(Point localization data)
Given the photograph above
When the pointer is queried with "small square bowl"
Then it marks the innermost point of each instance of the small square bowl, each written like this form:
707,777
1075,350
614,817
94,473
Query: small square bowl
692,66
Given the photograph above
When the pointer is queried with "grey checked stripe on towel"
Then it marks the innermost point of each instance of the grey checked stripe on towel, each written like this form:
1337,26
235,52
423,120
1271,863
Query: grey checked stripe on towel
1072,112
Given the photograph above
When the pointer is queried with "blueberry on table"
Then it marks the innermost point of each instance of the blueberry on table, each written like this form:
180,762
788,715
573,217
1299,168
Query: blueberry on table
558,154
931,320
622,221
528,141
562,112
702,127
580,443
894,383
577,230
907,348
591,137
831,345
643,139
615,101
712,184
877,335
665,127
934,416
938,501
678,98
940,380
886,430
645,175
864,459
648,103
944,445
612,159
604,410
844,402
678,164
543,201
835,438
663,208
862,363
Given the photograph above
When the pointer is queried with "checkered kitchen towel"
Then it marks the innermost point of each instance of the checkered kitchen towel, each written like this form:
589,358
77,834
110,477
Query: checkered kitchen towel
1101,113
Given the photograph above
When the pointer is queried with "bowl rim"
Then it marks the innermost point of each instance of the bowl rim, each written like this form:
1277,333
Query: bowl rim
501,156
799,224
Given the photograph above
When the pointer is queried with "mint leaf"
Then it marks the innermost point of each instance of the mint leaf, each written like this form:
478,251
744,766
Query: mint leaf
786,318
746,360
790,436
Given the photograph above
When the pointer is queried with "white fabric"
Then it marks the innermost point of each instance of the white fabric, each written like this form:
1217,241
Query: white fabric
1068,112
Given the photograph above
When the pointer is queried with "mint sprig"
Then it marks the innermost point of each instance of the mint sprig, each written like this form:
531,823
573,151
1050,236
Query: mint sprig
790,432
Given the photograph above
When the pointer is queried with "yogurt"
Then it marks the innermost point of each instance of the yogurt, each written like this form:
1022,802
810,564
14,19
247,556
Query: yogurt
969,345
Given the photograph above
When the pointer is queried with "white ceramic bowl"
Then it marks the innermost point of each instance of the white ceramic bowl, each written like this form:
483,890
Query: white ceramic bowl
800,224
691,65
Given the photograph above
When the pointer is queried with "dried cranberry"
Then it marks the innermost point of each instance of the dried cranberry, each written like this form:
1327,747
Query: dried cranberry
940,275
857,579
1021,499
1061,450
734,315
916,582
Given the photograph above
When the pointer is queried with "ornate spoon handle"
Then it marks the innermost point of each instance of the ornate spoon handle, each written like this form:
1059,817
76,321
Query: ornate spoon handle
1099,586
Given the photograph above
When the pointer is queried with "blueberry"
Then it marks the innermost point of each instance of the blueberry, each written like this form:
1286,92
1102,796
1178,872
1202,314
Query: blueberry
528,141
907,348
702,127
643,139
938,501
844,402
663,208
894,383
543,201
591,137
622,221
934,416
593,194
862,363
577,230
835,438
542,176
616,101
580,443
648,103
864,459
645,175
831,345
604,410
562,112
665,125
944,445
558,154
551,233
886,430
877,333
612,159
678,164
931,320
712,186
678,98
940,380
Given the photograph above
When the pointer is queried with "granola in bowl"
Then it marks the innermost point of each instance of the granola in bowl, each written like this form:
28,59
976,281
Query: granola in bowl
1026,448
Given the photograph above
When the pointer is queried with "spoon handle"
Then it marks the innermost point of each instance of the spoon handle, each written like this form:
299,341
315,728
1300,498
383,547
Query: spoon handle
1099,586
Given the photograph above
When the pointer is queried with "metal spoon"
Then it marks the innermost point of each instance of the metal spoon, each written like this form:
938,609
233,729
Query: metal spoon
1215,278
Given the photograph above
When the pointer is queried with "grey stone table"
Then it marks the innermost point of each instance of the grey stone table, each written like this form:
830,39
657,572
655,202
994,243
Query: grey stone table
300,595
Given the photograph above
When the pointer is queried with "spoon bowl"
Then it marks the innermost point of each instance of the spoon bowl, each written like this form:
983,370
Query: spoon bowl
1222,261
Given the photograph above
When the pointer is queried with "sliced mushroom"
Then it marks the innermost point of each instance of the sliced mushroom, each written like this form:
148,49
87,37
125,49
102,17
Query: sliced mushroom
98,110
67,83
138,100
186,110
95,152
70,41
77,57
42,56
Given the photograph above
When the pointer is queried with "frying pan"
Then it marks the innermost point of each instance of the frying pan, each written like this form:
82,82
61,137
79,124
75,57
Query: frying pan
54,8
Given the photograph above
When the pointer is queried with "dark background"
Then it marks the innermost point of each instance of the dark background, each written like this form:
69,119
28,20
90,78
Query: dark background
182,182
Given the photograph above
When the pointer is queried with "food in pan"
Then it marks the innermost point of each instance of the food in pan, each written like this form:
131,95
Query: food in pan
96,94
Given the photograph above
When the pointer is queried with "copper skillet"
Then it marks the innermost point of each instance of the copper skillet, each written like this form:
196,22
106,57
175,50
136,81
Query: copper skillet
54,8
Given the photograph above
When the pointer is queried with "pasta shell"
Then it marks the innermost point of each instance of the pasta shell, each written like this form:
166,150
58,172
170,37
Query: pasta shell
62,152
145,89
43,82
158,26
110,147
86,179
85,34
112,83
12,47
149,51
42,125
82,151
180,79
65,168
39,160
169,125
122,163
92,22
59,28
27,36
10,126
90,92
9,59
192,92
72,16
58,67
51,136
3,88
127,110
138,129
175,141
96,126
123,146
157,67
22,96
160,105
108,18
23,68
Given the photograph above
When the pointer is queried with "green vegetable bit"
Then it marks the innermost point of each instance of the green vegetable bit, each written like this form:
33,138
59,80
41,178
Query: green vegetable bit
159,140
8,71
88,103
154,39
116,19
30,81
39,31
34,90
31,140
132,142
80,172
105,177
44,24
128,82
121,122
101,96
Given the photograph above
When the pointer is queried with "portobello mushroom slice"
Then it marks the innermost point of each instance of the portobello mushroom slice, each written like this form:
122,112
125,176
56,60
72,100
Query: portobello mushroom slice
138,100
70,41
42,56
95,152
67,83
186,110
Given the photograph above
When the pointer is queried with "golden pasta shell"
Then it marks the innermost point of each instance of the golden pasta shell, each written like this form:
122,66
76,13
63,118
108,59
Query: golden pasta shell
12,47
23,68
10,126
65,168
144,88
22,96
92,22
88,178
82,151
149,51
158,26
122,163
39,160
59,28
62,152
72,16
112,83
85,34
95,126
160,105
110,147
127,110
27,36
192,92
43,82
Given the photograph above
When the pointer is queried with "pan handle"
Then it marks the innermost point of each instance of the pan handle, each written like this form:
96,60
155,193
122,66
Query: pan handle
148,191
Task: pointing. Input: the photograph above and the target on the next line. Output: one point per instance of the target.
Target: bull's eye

ABOUT THIS EXERCISE
Word for word, copy out the records.

ANSWER SECTION
Given the photograph above
When the pointer is queried with "small square bowl"
Then it marks the innermost point of each instance of the small square bowl, each written like this form:
707,777
1075,350
614,817
94,473
Query: small square bowl
692,66
Given the photograph above
When the pointer is queried with "grey checked stripe on towel"
Then it marks the innermost point of each instance of the grey checked stripe on towel, each written like this form:
1337,26
235,52
423,120
1271,863
Query: grey checked stripe on towel
1072,112
Given the photograph above
When the pointer is queried with "blueberry on table"
Then it marks the innermost point of each instance of the blueberry on table, each written like this form:
180,762
788,715
573,217
1299,168
Query: blueberry on table
558,154
931,320
622,221
528,141
562,112
702,127
580,443
894,383
577,230
907,348
591,137
831,345
643,139
615,101
712,184
877,335
665,127
934,416
938,501
678,98
940,380
886,430
645,175
864,459
648,103
944,445
612,159
604,410
844,402
678,164
543,201
835,438
663,208
862,363
Given the photograph above
When the pointer is queried with "checkered kitchen towel"
Then it marks the innermost point of each instance of the checkered kitchen towel, each written like this form:
589,358
77,834
110,477
Query: checkered kitchen towel
1101,113
Given the photograph above
When the pointer is queried with "bowl rim"
Then it marks the innermost point of each instance of the bowl rim, each written like this form:
1277,333
Query: bowl rim
501,156
799,224
Given the photograph above
When the pointer is queried with "mint leaf"
Then it marks the innermost point of each instance of the mint leaf, each written like this form:
478,251
744,766
Query: mint leaf
786,318
746,360
790,436
Given the photograph above
When the pointer is queried with "white fabric"
Then it marks the innermost point of each instance of the white fabric, each written like this form:
1217,241
Query: white fabric
1068,112
Given the photograph above
When the pointer is queried with "mint sprig"
Then it marks the innermost point of each instance of the mint sprig, each written like this form:
531,823
573,151
1050,236
Query: mint sprig
790,432
Given the photograph above
When the pointer is queried with "yogurt"
Then it marks the innermost point of each instance of the yogurt, each written like this form:
1022,802
810,564
14,19
247,556
Query: yogurt
969,345
Given the photograph above
When the pointer is queried with "white ceramic bowl"
Then it marks the innermost point of each instance of the white ceramic bowl, each written like this form:
483,890
Query: white ceramic bowl
800,224
691,65
Given the photograph above
When the pointer is queried with "dried cranberry"
Then it marks the innermost point of each instance of the dried cranberry, each written like this form:
1327,747
Query: dried cranberry
940,275
857,579
1021,499
1061,450
734,315
916,582
Given the photograph above
When the pointer is queried with "ornate spoon handle"
Then it marks the innermost point of each instance of the ornate spoon handle, each written like this form:
1059,817
76,321
Query: ornate spoon handle
1099,586
Given the photograph above
When the pointer is queried with "blueberry"
Then it marks the innermost point of each instance of the blueberry, each written like this form:
1286,92
1102,796
1178,872
1202,314
Query: blueberry
528,141
907,348
702,127
643,139
938,501
844,402
663,208
894,383
543,201
591,137
622,221
934,416
593,194
862,363
577,230
835,438
542,176
616,101
580,443
648,103
864,459
645,175
831,345
604,410
562,112
665,125
944,445
558,154
551,233
886,430
877,333
612,159
678,164
931,320
712,186
678,98
940,380
Given the photograph above
When the pointer is queried with "granola in bowl"
Then it marks the innermost point of each instance of the granola in bowl, each written like this form:
28,59
976,281
Query: granola in bowl
1026,448
Given the photograph above
When the pointer is queried with "spoon handle"
Then it marks the innermost point of each instance of the spoon handle, each written like this form:
299,341
315,728
1300,498
383,547
Query: spoon handle
1099,586
Given the photograph above
When the pointer is queried with "metal spoon"
Then it marks the innermost point of each instance of the metal spoon, each written like this form:
938,609
233,729
Query: metal spoon
1215,278
Given the photograph above
When the pointer is queried with "grey stone table"
Then it marks the innermost point of each instance of the grey stone table, each written like this form:
830,39
657,572
655,202
994,243
Query: grey stone table
300,595
Given the photograph above
When the pointer is queried with "spoon bowl"
Then it marks the innermost point of each instance of the spoon bowl, each written like this form:
983,370
Query: spoon bowl
1222,261
Given the photograph above
When the pointer is queried with "sliced mushroom"
Then it marks the innermost point of each instance of the sliced mushroom, each written like this form:
148,49
87,37
125,49
102,17
Query: sliced mushroom
98,110
67,83
138,100
186,110
95,152
70,41
77,57
42,56
Given the photograph above
When the pointer is queried with "frying pan"
Then it marks the innermost point of each instance of the frying pan, each written like this form:
82,82
61,137
79,124
75,57
Query: frying pan
54,8
Given the photograph above
When the pointer is queried with "dark background"
Then it marks the innermost point of each instance of the dark background, each written like this form:
69,119
28,20
90,78
Query: dark background
182,182
Given the photograph above
When the pointer is queried with "food in pan"
Then it marks the innermost point of each instance of the food in pan, each written like this form:
131,95
Query: food in pan
96,94
Given the photograph above
When the pointer is queried with "copper skillet"
Then it marks the innermost point of each instance of the copper skillet, each written like this form:
196,22
106,57
175,50
136,81
Query: copper skillet
54,8
Given the photograph above
When the pointer is queried with "pasta shell"
Then it marks the innermost point of each instance of the pasta shell, each written like this form:
166,150
58,172
170,37
Query: pasta shell
62,152
145,89
43,82
158,26
110,147
86,179
85,34
112,83
12,47
149,51
42,125
82,151
180,79
65,168
39,160
169,125
122,163
92,22
59,28
27,36
10,126
90,92
9,59
192,92
72,16
58,67
51,136
3,88
127,110
138,129
175,141
96,126
123,146
157,67
22,96
160,105
108,18
23,68
Given the photograph above
When the pointer is queried with "green vegetable bit"
Then it marks the innermost point of each instance of the green vegetable bit, each written like this form:
33,138
59,80
41,178
Query: green vegetable bit
159,140
8,71
88,103
154,39
116,19
30,81
39,31
34,90
31,140
132,142
80,172
105,177
44,24
128,82
121,122
101,96
Given the photograph above
When the pointer is queried with "portobello mushroom slice"
Then it marks the innermost point of each instance of the portobello mushroom slice, each written like this form:
122,112
125,176
56,60
72,100
Query: portobello mushroom slice
138,100
70,41
42,56
95,152
67,83
186,110
Given the photograph above
When the pointer is queried with "golden pasta shell"
Then it marks the innermost point of each instance of the golden pasta shell, each written like this form:
122,66
76,13
63,118
108,59
Query: golden pasta shell
12,47
23,68
10,126
65,168
144,88
22,96
92,22
88,178
82,151
149,51
158,26
122,163
39,160
59,28
62,152
72,16
112,83
85,34
95,126
160,105
110,147
127,110
27,36
192,92
43,82
Given the photograph above
When the pointer is queried with "pan handle"
Then it marks the innermost point of each instance of the pan handle, each written like this form:
96,60
155,193
122,66
Query: pan handle
148,191
Task: pointing. Input: the photograph above and the target on the next line. Output: one point per instance of the target.
Target: bull's eye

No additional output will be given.